▶ **Exercise**: Please pull out every line of the material below that contains the word "front". Copy each of those lines in full, without changes.

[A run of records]
***
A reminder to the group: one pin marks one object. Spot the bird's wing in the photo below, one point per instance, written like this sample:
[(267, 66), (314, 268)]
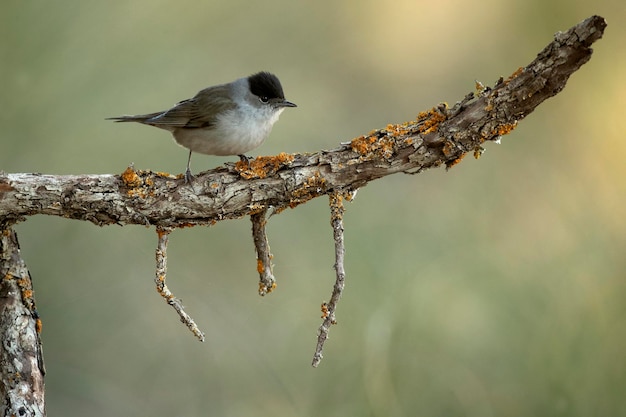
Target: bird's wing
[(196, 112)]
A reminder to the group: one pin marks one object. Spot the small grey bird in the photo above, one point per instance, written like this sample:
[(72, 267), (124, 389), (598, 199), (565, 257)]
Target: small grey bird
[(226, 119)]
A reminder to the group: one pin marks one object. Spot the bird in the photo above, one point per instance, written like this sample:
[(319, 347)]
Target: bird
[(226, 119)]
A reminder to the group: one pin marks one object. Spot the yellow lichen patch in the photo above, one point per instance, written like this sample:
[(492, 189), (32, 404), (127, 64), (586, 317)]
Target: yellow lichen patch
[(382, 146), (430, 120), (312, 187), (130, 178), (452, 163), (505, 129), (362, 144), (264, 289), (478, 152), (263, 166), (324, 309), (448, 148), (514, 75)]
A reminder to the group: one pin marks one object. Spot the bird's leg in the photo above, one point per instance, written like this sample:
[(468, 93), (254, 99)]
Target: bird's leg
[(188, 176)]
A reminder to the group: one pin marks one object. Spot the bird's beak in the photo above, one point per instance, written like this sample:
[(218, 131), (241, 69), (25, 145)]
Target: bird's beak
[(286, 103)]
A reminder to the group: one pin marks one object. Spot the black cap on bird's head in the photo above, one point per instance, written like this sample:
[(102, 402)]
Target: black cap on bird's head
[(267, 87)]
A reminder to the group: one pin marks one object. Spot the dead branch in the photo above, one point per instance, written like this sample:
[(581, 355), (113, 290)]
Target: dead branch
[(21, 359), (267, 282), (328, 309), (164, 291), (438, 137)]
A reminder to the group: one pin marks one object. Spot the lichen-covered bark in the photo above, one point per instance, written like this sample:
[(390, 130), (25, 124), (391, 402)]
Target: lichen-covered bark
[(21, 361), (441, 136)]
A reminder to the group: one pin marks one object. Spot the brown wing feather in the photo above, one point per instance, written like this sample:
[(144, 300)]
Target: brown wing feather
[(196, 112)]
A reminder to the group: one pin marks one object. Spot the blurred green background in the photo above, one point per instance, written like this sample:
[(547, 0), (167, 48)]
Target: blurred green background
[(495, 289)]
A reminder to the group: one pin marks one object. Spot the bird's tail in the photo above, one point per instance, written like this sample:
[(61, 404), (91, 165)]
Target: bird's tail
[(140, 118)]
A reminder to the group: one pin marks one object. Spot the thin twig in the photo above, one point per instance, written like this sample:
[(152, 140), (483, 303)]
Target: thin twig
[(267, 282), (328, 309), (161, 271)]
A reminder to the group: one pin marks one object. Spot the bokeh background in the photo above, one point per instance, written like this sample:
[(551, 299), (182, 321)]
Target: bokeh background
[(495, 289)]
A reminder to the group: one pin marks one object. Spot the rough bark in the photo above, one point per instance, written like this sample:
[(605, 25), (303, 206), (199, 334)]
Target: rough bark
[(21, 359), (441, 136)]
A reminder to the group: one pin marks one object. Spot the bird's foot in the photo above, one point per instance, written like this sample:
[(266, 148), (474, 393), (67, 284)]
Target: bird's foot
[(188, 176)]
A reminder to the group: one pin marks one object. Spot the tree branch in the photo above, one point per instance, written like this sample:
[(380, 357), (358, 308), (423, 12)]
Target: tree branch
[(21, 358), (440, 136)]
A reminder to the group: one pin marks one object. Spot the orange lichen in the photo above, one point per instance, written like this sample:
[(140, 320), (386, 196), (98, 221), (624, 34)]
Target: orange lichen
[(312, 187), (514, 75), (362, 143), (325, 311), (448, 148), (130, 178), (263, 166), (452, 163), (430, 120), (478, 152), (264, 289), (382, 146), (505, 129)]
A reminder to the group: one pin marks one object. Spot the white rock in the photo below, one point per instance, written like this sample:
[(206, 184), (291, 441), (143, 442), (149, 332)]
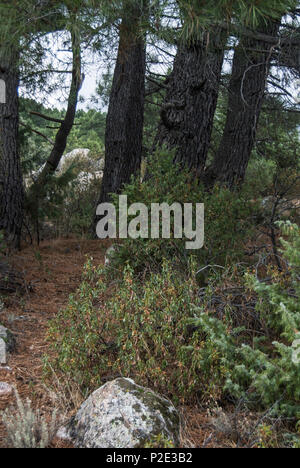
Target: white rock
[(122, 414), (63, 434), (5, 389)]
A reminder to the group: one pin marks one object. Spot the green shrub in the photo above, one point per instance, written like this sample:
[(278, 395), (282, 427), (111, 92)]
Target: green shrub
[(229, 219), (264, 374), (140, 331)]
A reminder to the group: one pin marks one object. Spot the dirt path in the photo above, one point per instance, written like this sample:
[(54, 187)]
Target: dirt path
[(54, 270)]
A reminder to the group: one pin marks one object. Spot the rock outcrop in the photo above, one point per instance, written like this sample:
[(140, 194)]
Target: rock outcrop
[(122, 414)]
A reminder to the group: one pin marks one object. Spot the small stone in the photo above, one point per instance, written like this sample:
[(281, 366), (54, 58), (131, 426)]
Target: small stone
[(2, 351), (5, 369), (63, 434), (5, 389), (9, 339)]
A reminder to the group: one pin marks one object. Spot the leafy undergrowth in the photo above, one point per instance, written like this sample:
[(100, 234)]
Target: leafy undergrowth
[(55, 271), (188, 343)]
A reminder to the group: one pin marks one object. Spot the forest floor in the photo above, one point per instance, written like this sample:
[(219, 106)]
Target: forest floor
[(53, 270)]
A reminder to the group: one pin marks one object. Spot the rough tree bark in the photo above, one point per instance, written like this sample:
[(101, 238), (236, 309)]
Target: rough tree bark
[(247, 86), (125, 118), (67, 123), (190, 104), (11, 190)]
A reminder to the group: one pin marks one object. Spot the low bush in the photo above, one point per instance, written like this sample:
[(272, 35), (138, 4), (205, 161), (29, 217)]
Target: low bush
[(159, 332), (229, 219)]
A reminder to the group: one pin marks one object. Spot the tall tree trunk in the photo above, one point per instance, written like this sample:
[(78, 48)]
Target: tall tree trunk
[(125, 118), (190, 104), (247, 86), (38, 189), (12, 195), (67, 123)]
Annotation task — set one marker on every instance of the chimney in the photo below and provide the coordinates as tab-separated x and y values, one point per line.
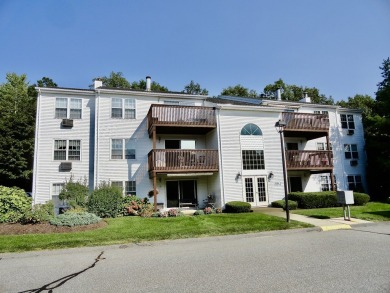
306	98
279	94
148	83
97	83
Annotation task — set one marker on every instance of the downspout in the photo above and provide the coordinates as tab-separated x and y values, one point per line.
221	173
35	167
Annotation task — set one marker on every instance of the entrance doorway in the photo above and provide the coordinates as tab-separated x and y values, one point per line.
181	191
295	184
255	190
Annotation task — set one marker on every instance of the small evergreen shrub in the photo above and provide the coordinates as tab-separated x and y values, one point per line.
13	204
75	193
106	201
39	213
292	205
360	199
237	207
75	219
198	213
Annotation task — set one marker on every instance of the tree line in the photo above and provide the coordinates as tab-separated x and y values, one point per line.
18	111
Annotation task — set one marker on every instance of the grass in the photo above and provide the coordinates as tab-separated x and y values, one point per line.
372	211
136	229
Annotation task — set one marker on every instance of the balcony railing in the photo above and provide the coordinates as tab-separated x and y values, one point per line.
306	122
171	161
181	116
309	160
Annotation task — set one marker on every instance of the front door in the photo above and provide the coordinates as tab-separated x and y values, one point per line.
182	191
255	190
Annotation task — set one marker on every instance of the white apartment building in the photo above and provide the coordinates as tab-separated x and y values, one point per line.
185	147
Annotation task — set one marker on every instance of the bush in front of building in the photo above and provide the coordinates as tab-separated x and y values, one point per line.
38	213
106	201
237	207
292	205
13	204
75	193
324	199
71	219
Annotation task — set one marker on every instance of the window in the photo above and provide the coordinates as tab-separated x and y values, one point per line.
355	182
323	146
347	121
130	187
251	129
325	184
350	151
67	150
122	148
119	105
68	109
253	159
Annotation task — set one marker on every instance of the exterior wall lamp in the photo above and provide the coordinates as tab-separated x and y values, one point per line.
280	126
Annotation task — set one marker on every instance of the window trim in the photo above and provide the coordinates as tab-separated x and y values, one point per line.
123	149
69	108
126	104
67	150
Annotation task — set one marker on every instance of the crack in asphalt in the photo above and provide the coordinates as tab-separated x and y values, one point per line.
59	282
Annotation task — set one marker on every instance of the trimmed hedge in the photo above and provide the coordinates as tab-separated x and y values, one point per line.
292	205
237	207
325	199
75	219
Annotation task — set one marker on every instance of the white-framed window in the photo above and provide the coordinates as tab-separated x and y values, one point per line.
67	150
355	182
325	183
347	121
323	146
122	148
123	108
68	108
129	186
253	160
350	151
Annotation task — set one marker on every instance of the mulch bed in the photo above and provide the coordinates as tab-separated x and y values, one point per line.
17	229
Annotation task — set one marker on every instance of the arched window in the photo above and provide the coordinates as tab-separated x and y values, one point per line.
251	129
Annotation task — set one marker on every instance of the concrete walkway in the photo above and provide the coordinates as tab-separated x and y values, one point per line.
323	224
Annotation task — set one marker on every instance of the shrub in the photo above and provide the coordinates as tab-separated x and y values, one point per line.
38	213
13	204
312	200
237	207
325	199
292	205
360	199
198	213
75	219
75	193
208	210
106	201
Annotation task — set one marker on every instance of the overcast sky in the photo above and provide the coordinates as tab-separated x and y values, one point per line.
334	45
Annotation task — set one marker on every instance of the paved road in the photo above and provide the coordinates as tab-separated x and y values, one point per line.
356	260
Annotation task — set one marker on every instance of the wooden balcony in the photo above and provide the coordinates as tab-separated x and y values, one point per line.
***
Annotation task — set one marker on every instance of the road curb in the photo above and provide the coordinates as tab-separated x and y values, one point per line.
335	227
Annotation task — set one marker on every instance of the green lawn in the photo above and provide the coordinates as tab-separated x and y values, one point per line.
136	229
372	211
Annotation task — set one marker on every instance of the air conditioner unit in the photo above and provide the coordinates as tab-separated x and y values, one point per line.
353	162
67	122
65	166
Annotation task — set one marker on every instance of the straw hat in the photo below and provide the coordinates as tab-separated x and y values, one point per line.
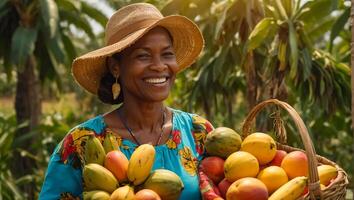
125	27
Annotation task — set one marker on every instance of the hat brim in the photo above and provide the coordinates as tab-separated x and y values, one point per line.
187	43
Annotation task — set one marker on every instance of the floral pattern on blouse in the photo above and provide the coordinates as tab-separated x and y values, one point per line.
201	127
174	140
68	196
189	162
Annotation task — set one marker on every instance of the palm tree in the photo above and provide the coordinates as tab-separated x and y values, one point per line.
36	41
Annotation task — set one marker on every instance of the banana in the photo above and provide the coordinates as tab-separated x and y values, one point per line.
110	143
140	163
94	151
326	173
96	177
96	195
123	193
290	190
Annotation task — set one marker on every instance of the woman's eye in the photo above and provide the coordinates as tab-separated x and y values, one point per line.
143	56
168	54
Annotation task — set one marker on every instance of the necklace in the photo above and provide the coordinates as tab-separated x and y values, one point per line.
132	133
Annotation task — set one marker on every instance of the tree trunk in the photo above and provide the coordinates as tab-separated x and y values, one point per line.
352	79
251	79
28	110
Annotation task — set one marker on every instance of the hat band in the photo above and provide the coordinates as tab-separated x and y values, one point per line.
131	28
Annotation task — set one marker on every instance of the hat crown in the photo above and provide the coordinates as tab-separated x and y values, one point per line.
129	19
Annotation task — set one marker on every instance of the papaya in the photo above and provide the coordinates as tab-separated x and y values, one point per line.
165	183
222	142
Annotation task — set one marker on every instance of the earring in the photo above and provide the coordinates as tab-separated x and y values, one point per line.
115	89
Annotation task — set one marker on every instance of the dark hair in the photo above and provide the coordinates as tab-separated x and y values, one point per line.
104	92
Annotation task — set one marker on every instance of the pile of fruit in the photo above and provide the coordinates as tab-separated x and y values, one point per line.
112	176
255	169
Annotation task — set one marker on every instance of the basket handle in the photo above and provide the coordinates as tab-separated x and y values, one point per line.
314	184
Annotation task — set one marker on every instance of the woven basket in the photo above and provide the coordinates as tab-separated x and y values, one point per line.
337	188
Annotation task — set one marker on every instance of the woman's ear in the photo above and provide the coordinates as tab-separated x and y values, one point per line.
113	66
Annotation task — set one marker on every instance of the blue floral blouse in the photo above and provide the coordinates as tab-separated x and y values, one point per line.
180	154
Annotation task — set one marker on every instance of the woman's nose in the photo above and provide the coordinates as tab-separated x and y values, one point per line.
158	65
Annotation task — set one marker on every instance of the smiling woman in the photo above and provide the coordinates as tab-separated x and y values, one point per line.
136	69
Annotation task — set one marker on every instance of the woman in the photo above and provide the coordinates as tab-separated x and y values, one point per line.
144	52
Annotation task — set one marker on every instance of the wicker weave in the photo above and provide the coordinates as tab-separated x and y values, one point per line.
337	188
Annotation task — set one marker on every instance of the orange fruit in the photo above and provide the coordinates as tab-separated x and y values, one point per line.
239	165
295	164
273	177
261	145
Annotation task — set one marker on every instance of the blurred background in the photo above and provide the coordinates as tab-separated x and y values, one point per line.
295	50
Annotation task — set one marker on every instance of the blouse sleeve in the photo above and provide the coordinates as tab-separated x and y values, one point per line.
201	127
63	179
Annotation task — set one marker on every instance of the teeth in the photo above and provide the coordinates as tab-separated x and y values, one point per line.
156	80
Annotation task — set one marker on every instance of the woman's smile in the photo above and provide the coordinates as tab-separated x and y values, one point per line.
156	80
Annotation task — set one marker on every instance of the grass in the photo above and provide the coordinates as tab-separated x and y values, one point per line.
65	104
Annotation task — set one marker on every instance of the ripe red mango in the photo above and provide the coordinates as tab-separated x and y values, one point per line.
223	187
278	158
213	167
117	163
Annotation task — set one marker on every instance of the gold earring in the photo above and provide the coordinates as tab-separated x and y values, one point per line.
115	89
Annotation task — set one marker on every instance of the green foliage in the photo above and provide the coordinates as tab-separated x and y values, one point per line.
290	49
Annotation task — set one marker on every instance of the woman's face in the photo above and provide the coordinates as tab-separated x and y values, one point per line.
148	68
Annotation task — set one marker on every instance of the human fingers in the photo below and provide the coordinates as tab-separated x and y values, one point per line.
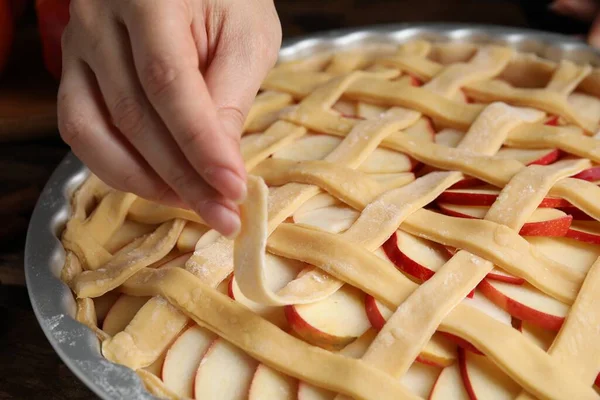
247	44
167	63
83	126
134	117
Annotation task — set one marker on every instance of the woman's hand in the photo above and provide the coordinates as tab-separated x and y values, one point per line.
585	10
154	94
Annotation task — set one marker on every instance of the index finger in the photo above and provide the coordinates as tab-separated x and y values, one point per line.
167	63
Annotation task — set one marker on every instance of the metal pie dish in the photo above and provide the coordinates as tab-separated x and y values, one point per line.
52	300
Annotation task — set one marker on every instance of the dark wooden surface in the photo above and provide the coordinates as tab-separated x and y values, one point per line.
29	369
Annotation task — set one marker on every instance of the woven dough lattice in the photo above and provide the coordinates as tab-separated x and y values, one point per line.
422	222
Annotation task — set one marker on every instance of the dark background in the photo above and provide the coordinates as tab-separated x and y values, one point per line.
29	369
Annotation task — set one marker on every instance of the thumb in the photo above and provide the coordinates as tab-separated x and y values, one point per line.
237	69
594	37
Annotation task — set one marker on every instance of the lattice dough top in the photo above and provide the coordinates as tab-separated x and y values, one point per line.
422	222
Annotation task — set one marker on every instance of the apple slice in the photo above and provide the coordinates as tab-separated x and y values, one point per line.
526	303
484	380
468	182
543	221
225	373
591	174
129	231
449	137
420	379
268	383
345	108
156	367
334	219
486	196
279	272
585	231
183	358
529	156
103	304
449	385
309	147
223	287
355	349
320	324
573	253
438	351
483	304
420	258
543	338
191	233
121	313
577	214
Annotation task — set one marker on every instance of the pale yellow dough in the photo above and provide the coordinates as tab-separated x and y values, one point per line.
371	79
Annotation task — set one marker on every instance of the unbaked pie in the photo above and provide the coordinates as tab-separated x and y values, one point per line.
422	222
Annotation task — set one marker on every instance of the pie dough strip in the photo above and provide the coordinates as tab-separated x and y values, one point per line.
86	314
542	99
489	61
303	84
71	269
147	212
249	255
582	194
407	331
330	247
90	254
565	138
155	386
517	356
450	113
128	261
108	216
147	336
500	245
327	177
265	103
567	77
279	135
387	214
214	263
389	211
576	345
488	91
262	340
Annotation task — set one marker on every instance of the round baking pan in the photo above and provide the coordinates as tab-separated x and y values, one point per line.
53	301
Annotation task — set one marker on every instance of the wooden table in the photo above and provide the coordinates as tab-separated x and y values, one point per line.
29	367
***
▶ **Task response**:
Annotation task — set one marker on every instance of the front door in the photo above and provide the coordinates as tab-separated x and y values, one point per line.
Annotation task — set one marker on every instance of the bush in front of building in the photo above and provide the coordinates as tab-separated x and y values, one point per line.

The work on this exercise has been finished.